**Exercise directions:** Locate the line that contains "Reviewer note: every instance of the shadow". Reproduce it and all following lines up to the end of the material, exactly and with nothing added.
== Stored records
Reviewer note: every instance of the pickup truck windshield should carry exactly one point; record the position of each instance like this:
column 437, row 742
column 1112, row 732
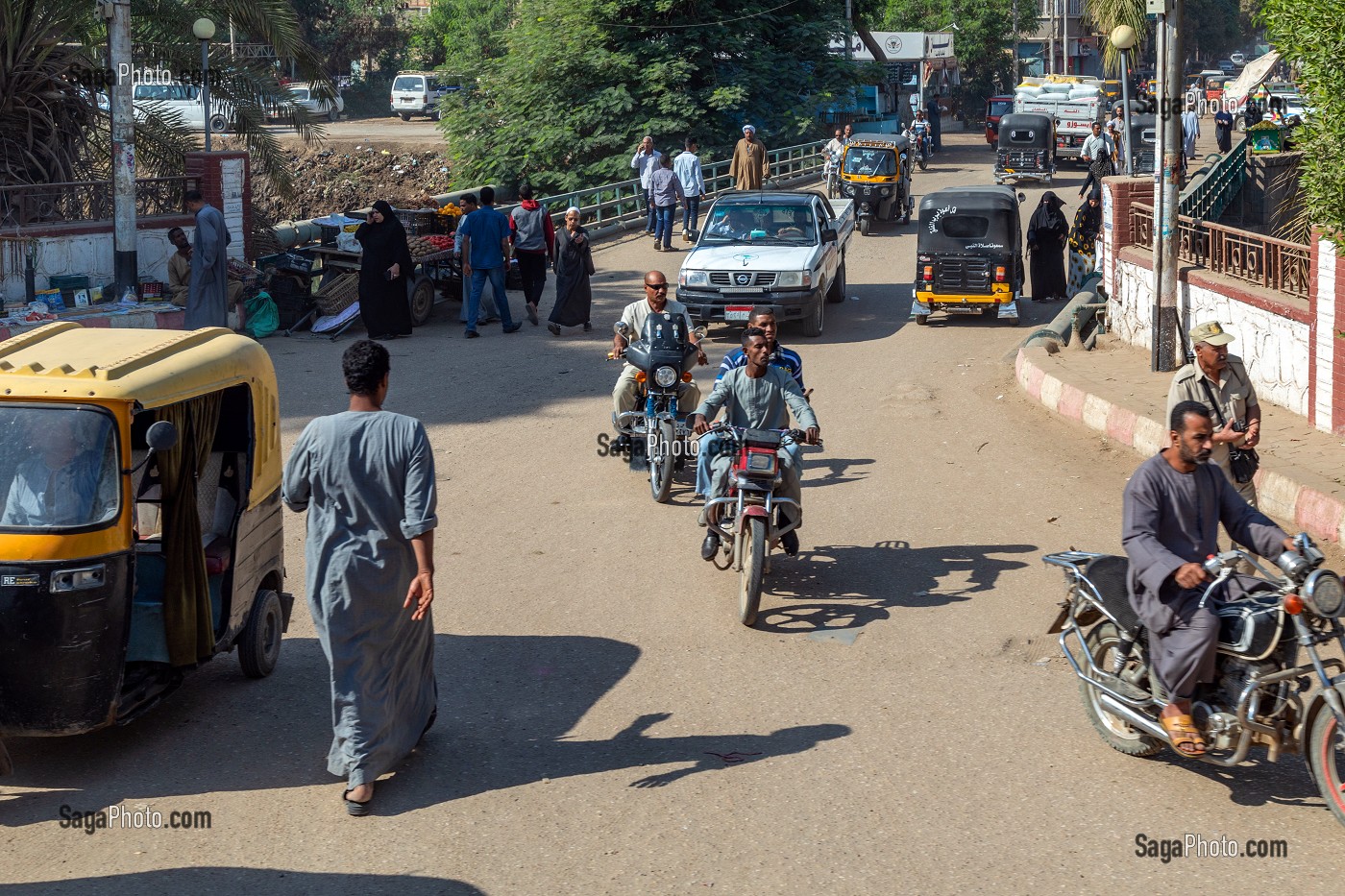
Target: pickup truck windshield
column 791, row 225
column 868, row 161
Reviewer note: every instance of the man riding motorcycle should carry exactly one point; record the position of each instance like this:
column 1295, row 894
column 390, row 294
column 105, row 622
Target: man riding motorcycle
column 625, row 395
column 779, row 356
column 917, row 132
column 1170, row 517
column 756, row 396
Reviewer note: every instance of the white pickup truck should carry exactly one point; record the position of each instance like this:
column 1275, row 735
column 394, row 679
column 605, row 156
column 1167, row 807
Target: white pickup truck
column 1073, row 118
column 784, row 251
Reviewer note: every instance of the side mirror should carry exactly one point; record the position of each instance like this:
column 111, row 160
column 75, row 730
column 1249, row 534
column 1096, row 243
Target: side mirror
column 161, row 436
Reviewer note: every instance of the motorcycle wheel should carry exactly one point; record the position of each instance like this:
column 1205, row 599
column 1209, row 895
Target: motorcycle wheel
column 1100, row 643
column 1327, row 761
column 661, row 467
column 753, row 568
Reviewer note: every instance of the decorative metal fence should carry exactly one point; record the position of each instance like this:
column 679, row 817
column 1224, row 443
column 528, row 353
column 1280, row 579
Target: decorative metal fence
column 86, row 201
column 1261, row 261
column 624, row 200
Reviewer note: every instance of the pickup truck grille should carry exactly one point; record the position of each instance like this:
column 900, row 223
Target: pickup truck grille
column 755, row 278
column 971, row 275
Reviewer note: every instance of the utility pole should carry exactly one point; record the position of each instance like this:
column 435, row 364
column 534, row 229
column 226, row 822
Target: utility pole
column 1166, row 237
column 125, row 264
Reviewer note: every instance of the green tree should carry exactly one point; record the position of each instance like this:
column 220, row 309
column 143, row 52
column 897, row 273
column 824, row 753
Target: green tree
column 51, row 130
column 460, row 34
column 984, row 40
column 581, row 81
column 1310, row 36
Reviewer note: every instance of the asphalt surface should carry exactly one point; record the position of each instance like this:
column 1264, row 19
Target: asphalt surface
column 605, row 724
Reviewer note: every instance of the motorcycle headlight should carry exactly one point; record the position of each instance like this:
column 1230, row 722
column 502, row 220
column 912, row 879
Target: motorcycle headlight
column 1324, row 593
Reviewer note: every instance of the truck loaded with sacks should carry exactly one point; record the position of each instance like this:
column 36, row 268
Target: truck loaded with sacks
column 1073, row 104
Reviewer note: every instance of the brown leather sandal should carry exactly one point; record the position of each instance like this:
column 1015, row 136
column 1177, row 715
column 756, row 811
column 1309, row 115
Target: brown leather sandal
column 1184, row 735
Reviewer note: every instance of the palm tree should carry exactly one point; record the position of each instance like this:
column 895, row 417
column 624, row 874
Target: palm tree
column 1109, row 13
column 51, row 125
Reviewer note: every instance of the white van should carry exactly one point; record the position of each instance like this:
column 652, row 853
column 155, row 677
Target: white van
column 417, row 93
column 182, row 98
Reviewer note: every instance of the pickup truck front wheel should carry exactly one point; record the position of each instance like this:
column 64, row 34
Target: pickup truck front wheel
column 837, row 292
column 813, row 323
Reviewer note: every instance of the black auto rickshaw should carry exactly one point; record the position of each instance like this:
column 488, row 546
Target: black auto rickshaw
column 968, row 254
column 876, row 174
column 1026, row 148
column 141, row 523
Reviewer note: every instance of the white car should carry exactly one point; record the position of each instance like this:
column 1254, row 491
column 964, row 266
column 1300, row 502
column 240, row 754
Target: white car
column 306, row 97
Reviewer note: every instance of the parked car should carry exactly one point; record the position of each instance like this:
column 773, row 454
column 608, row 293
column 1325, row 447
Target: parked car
column 419, row 93
column 183, row 100
column 306, row 97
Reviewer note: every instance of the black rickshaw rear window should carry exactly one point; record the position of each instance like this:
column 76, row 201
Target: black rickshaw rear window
column 965, row 227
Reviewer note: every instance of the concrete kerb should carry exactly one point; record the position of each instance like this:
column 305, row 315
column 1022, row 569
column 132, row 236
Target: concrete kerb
column 1320, row 516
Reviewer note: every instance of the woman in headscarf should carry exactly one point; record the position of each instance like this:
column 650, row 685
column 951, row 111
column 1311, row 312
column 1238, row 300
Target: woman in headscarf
column 1099, row 168
column 574, row 268
column 1046, row 234
column 1083, row 247
column 383, row 274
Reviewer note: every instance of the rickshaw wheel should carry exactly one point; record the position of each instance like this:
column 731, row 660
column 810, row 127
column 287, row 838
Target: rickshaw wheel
column 258, row 644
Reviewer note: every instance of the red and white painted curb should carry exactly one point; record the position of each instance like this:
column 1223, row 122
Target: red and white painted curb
column 1320, row 516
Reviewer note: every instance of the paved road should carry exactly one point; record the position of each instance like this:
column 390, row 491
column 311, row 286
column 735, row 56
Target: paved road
column 607, row 727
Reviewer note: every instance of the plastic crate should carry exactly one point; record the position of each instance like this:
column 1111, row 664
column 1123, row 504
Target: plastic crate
column 417, row 221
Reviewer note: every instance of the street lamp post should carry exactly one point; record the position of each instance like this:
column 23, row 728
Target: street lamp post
column 205, row 30
column 1123, row 37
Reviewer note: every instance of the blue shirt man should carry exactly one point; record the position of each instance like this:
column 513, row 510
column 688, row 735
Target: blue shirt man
column 780, row 356
column 486, row 257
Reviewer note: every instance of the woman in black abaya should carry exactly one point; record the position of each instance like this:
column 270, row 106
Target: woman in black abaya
column 574, row 268
column 1046, row 234
column 383, row 274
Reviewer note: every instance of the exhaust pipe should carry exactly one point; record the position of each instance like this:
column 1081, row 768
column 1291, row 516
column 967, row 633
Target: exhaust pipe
column 1133, row 715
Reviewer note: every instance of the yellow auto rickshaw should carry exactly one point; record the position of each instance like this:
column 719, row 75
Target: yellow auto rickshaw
column 876, row 174
column 141, row 523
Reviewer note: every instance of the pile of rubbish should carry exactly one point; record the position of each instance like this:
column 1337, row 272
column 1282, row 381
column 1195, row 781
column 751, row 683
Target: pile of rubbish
column 338, row 180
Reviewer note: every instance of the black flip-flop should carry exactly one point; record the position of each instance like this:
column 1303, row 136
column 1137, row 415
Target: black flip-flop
column 355, row 808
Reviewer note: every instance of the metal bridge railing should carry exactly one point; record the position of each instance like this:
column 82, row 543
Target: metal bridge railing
column 1261, row 261
column 623, row 201
column 1210, row 190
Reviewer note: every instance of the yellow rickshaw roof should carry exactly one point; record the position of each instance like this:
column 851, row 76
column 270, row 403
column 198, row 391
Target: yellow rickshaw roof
column 154, row 368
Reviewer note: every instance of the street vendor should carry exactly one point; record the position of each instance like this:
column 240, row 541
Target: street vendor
column 179, row 275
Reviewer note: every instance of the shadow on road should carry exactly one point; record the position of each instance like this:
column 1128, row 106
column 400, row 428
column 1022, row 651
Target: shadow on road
column 506, row 704
column 867, row 583
column 253, row 880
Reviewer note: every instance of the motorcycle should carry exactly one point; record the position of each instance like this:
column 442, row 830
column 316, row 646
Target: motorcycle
column 659, row 436
column 746, row 519
column 1260, row 694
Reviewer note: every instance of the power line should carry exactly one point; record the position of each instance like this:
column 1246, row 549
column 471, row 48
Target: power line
====
**Answer to the task:**
Reviewer note: every instance of the shadow on road should carry exactly one point; record the position of each instance like this:
column 1128, row 106
column 400, row 428
column 1022, row 651
Target: shadow on road
column 506, row 704
column 867, row 583
column 253, row 880
Reviewer note: every instance of the motorcycle should carry exactly one point; record the position of each instance like this:
column 442, row 830
column 316, row 646
Target: motorcycle
column 659, row 436
column 746, row 519
column 1260, row 694
Reviewer note: every instance of the power line should carry exactly one point; record the position of each instance like this:
column 1246, row 549
column 471, row 48
Target: power line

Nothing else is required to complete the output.